◆ **Exercise objective**:
Pick out every line of the data that contains the string "flush", treating uppercase and lowercase as different, and copy each of those lines.

********

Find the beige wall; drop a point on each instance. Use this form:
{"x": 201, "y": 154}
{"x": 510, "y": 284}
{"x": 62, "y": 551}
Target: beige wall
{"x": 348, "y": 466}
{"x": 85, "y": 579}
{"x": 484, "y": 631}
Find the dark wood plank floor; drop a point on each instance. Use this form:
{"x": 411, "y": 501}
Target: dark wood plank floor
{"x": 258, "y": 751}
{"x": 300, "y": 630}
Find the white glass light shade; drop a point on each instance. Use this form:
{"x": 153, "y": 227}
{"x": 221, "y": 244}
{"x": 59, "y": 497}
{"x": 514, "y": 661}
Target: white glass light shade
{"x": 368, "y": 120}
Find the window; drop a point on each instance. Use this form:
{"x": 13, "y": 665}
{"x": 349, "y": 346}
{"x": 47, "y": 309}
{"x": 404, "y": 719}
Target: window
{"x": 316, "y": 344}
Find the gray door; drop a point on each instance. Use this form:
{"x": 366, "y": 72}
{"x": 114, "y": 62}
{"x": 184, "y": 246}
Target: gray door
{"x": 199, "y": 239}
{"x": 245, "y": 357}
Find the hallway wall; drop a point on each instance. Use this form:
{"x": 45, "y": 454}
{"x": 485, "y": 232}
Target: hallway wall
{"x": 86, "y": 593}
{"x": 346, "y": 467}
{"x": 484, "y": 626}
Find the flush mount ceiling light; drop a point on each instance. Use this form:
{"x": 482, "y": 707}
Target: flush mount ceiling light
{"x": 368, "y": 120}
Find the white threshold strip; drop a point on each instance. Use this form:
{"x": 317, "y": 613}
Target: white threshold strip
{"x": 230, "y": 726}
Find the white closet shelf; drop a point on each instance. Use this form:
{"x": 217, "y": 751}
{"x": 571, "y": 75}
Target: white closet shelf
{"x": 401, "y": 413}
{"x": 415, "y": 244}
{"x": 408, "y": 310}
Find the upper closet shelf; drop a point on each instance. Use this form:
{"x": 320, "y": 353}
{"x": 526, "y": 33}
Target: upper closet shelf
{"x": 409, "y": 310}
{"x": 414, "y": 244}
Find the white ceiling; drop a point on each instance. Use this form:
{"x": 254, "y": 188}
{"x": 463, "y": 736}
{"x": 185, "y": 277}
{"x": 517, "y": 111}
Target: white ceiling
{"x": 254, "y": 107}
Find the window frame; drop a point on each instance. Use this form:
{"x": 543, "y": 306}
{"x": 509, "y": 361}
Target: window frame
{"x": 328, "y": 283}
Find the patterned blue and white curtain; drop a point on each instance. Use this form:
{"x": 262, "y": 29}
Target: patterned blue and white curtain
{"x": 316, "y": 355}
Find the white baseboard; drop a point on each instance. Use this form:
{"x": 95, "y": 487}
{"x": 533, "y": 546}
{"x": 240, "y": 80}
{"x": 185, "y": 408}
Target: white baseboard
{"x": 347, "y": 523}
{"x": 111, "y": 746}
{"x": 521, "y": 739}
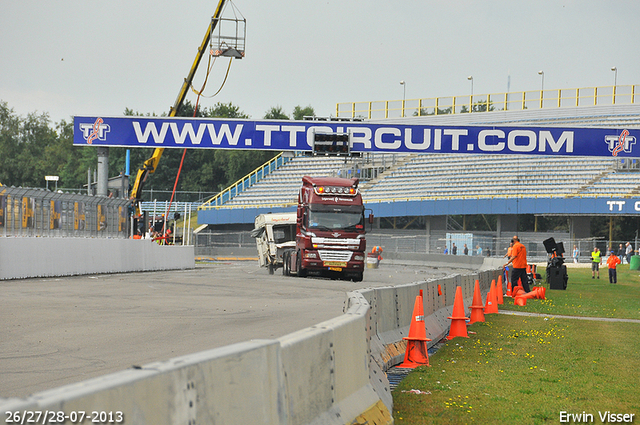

********

◆ **Task response**:
Find the flush mount ceiling light; drop a point on each instance. Use this form:
Target: flush mount ceiling light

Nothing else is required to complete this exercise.